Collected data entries

# # #

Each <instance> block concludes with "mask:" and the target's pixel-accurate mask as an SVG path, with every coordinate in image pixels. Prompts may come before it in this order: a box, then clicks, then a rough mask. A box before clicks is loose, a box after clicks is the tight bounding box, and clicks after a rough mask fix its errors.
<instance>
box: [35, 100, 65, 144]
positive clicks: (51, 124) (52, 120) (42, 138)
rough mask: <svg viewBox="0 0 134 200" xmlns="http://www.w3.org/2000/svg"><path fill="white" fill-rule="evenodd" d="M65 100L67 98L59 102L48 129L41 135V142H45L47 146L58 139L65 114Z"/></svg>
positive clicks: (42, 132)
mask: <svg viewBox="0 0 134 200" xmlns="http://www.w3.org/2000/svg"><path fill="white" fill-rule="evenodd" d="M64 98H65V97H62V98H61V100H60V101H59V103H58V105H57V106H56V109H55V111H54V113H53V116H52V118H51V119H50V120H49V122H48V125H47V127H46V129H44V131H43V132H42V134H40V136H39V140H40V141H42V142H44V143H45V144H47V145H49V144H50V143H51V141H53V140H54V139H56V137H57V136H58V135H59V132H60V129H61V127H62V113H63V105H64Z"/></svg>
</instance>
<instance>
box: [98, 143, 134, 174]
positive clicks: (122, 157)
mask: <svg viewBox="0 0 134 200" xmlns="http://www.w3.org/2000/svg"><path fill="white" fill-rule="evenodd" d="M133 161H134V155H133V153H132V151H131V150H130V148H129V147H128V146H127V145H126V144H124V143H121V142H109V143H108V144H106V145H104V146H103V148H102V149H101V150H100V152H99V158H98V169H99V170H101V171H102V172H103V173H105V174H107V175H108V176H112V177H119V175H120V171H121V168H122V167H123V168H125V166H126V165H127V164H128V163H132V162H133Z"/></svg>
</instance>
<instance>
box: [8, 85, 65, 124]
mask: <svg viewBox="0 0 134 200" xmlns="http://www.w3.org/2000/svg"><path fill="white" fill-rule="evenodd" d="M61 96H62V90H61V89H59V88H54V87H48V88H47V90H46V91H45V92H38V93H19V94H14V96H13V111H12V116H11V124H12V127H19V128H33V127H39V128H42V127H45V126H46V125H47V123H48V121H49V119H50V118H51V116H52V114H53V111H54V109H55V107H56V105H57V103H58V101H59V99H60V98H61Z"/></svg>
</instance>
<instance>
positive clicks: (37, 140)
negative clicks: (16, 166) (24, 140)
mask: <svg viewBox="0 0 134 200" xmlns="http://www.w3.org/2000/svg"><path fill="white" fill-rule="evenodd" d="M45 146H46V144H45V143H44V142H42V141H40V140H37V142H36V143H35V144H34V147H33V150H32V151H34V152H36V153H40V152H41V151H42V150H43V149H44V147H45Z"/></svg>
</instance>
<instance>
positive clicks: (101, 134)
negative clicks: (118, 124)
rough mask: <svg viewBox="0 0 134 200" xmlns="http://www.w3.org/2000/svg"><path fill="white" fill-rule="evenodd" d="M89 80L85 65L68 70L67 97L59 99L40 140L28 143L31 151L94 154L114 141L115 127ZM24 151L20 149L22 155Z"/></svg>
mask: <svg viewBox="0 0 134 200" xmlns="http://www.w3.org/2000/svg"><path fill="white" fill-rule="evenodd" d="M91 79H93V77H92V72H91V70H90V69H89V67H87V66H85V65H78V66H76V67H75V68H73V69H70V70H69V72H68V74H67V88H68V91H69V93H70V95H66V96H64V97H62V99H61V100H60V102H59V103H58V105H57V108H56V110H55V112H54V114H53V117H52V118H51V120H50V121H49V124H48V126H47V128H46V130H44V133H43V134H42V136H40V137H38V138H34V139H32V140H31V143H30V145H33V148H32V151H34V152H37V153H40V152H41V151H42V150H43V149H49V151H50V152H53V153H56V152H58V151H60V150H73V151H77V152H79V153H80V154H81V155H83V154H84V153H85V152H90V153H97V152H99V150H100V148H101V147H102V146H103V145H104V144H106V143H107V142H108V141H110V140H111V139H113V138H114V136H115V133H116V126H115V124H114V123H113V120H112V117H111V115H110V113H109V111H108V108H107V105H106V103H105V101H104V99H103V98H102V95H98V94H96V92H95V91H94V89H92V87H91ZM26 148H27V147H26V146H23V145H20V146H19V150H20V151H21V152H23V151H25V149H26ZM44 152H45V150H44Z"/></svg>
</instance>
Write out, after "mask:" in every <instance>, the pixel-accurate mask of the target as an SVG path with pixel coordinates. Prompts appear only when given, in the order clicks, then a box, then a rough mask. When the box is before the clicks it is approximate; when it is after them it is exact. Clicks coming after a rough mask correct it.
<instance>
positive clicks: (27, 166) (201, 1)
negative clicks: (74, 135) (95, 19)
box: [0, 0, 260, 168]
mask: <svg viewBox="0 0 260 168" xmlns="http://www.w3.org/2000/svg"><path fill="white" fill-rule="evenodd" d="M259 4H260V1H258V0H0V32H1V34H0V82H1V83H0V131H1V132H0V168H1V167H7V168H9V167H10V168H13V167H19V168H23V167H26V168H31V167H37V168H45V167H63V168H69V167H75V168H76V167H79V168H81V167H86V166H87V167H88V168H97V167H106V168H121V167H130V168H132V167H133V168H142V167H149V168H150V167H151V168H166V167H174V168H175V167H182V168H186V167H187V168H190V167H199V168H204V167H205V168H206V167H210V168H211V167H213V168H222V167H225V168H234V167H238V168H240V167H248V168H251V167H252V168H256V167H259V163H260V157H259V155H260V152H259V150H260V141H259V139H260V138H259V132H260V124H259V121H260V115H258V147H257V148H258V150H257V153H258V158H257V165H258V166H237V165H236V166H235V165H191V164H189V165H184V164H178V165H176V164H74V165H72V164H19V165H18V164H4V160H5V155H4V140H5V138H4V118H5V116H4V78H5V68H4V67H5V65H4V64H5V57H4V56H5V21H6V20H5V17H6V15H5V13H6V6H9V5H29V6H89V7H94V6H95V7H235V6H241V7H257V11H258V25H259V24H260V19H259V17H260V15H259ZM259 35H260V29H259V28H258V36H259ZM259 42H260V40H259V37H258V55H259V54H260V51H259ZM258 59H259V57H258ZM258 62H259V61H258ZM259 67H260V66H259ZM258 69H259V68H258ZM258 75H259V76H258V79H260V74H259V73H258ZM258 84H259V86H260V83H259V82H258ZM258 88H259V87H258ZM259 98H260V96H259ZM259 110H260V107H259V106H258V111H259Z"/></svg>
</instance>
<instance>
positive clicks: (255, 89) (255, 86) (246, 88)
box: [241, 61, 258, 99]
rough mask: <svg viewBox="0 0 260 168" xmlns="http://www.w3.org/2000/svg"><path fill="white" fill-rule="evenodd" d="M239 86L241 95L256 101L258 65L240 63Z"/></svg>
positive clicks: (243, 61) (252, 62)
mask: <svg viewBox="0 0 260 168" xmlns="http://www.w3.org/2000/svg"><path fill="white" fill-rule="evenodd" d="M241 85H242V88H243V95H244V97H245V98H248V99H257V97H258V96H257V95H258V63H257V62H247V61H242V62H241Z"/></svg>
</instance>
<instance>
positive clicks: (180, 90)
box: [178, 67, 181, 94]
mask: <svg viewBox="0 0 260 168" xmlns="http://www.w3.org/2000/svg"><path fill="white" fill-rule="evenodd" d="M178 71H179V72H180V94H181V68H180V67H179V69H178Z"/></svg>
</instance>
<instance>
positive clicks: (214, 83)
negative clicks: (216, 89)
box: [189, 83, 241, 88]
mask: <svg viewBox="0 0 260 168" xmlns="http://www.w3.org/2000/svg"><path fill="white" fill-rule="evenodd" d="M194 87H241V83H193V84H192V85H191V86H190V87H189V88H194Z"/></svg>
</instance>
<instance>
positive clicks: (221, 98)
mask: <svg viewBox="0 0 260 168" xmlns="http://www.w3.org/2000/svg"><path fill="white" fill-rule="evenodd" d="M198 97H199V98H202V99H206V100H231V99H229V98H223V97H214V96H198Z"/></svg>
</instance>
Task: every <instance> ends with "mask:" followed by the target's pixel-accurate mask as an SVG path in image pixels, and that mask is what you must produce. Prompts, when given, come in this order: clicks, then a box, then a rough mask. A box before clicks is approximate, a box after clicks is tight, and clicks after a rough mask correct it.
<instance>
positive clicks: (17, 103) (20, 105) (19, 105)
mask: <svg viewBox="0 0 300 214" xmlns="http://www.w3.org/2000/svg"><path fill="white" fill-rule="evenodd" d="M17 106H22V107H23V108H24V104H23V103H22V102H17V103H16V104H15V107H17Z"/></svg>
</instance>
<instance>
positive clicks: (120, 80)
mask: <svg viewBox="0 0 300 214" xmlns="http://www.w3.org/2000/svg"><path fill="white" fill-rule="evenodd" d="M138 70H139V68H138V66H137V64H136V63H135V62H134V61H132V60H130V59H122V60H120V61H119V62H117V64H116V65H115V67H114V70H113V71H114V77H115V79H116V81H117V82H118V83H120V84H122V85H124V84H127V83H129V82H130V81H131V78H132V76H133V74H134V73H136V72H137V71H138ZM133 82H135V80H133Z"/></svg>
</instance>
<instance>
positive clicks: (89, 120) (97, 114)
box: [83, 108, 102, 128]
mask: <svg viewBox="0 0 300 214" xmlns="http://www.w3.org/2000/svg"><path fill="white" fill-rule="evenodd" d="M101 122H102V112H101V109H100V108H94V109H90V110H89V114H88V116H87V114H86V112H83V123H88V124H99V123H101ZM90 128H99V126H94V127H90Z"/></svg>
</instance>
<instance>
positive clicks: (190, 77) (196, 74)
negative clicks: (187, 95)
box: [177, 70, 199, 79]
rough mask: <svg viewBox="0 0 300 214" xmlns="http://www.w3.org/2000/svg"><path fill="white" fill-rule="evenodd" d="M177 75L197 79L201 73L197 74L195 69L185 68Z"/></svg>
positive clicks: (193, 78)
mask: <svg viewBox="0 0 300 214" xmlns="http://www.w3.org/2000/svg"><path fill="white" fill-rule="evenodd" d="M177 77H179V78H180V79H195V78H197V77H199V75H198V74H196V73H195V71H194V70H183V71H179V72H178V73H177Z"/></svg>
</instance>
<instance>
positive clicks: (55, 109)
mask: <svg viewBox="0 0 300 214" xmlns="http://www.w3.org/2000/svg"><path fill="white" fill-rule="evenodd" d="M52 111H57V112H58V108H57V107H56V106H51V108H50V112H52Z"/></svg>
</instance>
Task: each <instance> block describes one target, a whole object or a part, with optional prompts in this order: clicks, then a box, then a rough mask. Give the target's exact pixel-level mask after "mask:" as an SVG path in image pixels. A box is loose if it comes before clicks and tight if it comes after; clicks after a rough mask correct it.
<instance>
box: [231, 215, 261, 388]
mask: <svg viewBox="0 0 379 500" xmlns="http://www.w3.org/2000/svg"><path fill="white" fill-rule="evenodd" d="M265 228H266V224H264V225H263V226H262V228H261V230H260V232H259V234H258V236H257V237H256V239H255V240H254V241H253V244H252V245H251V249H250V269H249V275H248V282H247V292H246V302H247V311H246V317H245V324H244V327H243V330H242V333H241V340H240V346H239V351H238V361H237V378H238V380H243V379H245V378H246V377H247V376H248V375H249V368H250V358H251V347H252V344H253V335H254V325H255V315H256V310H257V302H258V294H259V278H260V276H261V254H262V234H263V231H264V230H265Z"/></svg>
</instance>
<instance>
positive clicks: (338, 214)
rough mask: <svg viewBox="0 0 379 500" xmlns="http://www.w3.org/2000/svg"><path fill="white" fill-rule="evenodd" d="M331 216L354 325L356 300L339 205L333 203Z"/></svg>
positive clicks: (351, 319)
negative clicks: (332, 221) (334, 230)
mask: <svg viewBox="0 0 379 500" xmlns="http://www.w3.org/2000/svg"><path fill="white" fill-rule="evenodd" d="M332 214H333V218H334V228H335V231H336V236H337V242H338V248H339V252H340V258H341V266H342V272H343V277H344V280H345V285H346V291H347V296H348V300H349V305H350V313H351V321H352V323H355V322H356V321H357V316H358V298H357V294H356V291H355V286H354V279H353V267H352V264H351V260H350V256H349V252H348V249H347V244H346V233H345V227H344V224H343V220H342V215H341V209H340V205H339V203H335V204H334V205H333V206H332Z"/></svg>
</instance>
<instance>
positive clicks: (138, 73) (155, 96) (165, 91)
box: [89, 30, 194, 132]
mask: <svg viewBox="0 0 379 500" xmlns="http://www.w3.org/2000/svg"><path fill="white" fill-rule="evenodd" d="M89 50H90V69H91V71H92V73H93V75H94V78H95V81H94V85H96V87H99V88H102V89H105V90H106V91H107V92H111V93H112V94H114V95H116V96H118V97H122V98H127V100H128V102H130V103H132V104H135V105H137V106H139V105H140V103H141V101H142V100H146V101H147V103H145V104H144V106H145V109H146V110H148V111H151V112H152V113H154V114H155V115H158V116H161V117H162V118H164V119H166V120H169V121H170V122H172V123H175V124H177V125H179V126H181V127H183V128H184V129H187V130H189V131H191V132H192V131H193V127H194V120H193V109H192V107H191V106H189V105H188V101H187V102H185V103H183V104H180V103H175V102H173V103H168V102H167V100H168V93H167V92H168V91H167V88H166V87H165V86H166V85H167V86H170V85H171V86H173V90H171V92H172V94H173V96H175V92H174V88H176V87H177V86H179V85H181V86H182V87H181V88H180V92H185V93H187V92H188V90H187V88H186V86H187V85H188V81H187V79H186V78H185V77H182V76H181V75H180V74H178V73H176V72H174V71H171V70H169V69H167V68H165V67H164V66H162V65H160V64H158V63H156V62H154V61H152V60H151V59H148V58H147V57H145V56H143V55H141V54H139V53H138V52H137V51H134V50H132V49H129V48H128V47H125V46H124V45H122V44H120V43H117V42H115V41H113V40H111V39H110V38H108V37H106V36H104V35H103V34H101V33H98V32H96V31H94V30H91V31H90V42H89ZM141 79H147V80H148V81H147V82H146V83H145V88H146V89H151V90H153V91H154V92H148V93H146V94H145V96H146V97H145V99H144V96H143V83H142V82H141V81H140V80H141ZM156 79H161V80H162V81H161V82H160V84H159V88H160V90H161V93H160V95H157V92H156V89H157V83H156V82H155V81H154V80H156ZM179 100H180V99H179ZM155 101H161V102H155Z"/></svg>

# # #

» **Work item**
Among the lines of the data above, count those holding "when" and state only the number.

» **Finished task**
2